▶ [Exercise details]
Present every line of the rows below as a Markdown table with two columns, Line No. and Content, and omit any blank lines. Leave the pictures out of the table.

▶ [Listed records]
☆ ☆ ☆

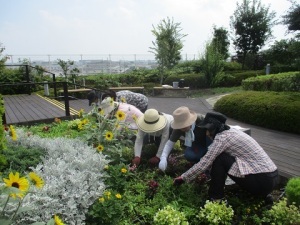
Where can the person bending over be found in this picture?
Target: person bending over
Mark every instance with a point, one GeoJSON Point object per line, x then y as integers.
{"type": "Point", "coordinates": [153, 127]}
{"type": "Point", "coordinates": [235, 154]}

☆ ☆ ☆

▶ [Answer to the problem]
| Line No. | Content |
|---|---|
| 1 | Where can the person bending over be found in this picture? |
| 2 | Target: person bending over |
| 3 | Mark every instance with a point, one GeoJSON Point object per line, x then y as integers. |
| 4 | {"type": "Point", "coordinates": [153, 127]} |
| 5 | {"type": "Point", "coordinates": [235, 154]} |